#### [Task item a]
In the dataset records, repeat the lines beginning with the line that contains "63L436 48L421 53L412" and continuing through the line that contains "positive clicks: (442, 52) (454, 68)".

#### [Extract provided]
= = = = =

Those Mbunda who in 1830 had, due to Makololo invasion, abandoned Nakalomo went to settle east of Manyinga river finding there only a few Nkoya villages. Prior to 1920, the now Kabompo District was uninhabited. Amongst those that migrated to Manyinga, were Prince Namiluko the son of Mulambwa with his son Chikufele. They took the Nkoya under control and established the headquarters of their leader Chikufele (Sikufele) at what came to be known as Lukwakwa. Prince Namiluko and his son Prince Chikufele established the Mbunda Chieftainship at Kabompo, after the expulsion of the Kalolo inversion. After that,  many of the Mbundas returned to Barotseland but the Chikufele family remained at Lukwakwa. In those years the Chokwes, the Luvales and the Luchazis had not yet migrated to Kabompo. Though there were some Lozi rulers who were allowed to the Lukwakwa throne, it basically remained under the control of the Mbunda. Sikufele became the main chief of all the Manyinga Native Authorities and the Administrative Court remained under the Mbunda after it was restored from the Lunda. While power was being firmly wrestled by the Mbunda in Manyinga area their influence at the Central Throne of the Lozi Kingdom was still felt. After Lubosi Lewanika fled the throne at the insurrection by Mataa and Numwa in 1884, Tatila Akufuna, one who knew not a single word in Luyana nor in Chikololo (Sikololouthe new Lozi), but spoke Mbunda, was called upon to take up the central throne. Tatila Akufuna (son of Imbue) was a direct product of the Mbunda at Lukwakwa.

= = = = =

(Dataset records)
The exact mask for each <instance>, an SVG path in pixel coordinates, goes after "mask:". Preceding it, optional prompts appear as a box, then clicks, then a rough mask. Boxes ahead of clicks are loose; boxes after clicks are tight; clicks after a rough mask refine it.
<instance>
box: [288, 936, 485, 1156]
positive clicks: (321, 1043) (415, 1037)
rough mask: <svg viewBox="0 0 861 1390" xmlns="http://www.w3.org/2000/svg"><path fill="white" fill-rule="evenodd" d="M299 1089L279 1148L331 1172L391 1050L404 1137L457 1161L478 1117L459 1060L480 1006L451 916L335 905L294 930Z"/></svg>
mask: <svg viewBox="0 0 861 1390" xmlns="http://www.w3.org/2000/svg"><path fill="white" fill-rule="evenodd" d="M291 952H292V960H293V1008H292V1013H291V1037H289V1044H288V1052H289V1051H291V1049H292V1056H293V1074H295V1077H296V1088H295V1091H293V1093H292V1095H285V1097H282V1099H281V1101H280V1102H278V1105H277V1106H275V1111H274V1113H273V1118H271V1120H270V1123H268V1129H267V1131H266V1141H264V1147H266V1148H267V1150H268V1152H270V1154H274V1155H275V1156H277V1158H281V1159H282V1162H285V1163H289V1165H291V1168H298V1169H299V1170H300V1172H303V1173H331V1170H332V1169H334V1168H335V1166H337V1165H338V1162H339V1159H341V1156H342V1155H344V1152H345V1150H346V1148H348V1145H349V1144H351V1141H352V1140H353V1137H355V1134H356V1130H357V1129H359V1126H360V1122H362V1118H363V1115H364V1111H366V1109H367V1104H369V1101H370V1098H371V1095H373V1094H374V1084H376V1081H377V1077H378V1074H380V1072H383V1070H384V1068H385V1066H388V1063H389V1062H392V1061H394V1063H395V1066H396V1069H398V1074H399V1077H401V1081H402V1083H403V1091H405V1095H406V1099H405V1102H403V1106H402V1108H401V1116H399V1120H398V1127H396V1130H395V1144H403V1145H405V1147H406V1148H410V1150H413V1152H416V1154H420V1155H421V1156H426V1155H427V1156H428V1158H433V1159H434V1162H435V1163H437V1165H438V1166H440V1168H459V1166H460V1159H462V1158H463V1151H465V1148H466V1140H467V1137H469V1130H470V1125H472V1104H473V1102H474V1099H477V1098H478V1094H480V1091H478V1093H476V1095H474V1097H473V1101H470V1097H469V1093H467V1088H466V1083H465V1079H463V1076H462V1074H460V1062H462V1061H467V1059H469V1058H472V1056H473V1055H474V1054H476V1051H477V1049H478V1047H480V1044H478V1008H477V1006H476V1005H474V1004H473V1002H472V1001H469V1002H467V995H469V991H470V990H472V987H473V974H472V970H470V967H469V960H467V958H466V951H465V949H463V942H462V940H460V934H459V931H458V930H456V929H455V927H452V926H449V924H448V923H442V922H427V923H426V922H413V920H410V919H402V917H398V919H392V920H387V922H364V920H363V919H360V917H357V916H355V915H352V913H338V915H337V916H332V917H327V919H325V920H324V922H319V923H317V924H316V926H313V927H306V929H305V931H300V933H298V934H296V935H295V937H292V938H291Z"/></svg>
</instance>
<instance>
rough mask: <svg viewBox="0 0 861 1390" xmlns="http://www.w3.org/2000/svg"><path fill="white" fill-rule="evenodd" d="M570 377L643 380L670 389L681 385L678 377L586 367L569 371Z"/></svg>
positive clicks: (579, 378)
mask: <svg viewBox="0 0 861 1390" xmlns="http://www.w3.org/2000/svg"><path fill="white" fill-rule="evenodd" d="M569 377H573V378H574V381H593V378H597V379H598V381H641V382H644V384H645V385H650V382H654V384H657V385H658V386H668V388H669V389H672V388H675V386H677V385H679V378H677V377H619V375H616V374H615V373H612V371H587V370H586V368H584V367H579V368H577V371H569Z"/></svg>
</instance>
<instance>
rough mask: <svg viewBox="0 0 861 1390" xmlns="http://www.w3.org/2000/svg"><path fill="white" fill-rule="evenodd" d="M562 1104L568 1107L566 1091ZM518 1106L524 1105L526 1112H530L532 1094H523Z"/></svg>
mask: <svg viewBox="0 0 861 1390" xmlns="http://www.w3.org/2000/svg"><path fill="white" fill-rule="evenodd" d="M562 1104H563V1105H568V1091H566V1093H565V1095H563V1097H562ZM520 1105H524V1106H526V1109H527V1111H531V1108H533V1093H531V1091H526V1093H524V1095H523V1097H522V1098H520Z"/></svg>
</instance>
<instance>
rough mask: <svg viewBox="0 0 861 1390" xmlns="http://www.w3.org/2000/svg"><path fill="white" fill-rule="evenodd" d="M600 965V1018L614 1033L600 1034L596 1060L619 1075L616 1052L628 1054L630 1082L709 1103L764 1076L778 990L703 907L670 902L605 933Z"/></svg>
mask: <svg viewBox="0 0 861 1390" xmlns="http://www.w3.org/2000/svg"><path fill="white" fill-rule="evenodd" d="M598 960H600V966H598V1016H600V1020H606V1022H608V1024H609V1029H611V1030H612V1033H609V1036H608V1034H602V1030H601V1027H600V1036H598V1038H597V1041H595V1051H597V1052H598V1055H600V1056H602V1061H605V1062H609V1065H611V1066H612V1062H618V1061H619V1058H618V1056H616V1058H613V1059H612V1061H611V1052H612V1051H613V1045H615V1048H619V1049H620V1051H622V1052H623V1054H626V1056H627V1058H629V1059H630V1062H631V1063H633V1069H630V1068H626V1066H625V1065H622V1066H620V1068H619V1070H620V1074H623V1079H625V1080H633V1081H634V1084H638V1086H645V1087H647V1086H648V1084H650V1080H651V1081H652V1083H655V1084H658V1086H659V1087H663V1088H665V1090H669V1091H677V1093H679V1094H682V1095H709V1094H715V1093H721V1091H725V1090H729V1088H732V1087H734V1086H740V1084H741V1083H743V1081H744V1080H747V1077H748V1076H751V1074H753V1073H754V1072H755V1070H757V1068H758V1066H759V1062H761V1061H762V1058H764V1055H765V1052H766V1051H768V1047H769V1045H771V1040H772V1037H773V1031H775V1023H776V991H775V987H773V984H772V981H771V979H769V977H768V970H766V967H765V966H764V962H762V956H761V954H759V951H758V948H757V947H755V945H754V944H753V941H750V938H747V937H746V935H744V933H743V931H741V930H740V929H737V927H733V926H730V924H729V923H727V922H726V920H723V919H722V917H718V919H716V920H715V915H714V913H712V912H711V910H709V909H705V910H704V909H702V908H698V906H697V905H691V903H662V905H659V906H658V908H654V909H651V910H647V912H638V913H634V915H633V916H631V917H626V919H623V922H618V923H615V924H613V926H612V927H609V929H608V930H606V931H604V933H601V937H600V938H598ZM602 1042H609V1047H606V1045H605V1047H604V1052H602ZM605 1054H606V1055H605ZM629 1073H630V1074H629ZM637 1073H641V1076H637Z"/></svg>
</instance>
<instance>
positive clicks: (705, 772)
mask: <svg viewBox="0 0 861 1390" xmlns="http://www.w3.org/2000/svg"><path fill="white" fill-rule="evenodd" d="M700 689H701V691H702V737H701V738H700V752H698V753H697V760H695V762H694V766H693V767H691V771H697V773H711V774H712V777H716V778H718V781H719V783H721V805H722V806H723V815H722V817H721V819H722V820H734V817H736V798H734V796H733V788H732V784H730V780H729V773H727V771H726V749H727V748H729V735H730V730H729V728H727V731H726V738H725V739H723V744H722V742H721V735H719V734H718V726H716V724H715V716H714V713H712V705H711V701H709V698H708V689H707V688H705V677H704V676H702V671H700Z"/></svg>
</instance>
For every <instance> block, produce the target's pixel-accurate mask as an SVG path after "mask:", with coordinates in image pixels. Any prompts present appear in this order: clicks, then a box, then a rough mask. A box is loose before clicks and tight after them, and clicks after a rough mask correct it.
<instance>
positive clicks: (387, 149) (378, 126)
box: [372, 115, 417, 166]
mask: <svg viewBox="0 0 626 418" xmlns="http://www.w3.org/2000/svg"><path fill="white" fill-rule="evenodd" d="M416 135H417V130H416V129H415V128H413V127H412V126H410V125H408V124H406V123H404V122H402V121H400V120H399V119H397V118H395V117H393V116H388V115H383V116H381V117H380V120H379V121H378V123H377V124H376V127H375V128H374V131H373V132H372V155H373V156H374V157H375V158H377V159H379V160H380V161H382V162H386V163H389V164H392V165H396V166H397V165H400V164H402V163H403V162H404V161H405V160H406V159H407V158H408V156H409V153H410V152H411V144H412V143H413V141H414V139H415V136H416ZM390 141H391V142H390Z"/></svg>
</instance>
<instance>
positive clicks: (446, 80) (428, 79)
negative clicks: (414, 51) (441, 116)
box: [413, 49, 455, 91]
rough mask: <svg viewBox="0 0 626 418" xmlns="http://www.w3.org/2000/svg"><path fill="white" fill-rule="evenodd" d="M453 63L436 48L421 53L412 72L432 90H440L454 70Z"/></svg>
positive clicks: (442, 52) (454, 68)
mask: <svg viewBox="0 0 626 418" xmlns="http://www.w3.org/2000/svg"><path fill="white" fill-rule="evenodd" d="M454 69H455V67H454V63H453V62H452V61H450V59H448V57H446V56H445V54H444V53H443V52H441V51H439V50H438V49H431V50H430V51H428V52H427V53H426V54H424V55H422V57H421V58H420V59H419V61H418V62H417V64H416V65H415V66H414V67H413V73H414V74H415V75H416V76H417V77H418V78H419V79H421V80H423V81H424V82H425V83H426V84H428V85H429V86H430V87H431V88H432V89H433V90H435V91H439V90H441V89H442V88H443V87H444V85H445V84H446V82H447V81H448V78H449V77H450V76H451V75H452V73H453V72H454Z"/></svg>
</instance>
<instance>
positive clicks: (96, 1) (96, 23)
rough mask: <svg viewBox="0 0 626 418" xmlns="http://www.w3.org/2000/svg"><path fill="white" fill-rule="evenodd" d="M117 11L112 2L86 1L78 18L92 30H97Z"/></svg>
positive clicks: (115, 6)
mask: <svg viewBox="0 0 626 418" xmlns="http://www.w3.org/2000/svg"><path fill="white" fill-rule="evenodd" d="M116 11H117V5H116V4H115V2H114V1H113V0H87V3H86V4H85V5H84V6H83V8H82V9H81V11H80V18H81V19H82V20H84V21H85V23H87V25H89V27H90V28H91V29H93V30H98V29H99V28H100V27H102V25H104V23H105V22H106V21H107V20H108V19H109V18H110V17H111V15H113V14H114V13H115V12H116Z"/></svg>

= = = = =

#### [Task item b]
Turn the paragraph of the Mbunda passage that begins "Those Mbunda who in 1830" into a bulleted list that keeps its main facts.

#### [Expected output a]
rough mask: <svg viewBox="0 0 626 418" xmlns="http://www.w3.org/2000/svg"><path fill="white" fill-rule="evenodd" d="M453 63L436 48L421 53L412 72L432 90H440L454 70Z"/></svg>
positive clicks: (442, 52) (454, 68)

#### [Expected output b]
- In 1830, after the Makololo invasion, some Mbunda left Nakalomo and settled east of the Manyinga river, where there were only a few Nkoya villages.
- Among the migrants were Prince Namiluko, son of Mulambwa, and his son Chikufele (Sikufele). They took the Nkoya under control and set up Chikufele's headquarters at Lukwakwa.
- Namiluko and Chikufele established the Mbunda Chieftainship at Kabompo. Many Mbunda later returned to Barotseland, but the Chikufele family stayed at Lukwakwa.
- At that time the Chokwes, Luvales and Luchazis had not yet migrated to Kabompo.
- Some Lozi rulers were allowed onto the Lukwakwa throne, but it remained basically under Mbunda control.
- Sikufele became main chief of all the Manyinga Native Authorities. The Administrative Court stayed under the Mbunda after it was restored from the Lunda.
- Mbunda influence was still felt at the Lozi central throne. In 1884 Lubosi Lewanika fled during the insurrection by Mataa and Numwa. Tatila Akufuna, son of Imbue and a direct product of the Mbunda at Lukwakwa, was then called to the throne. He spoke Mbunda but not a word of Luyana.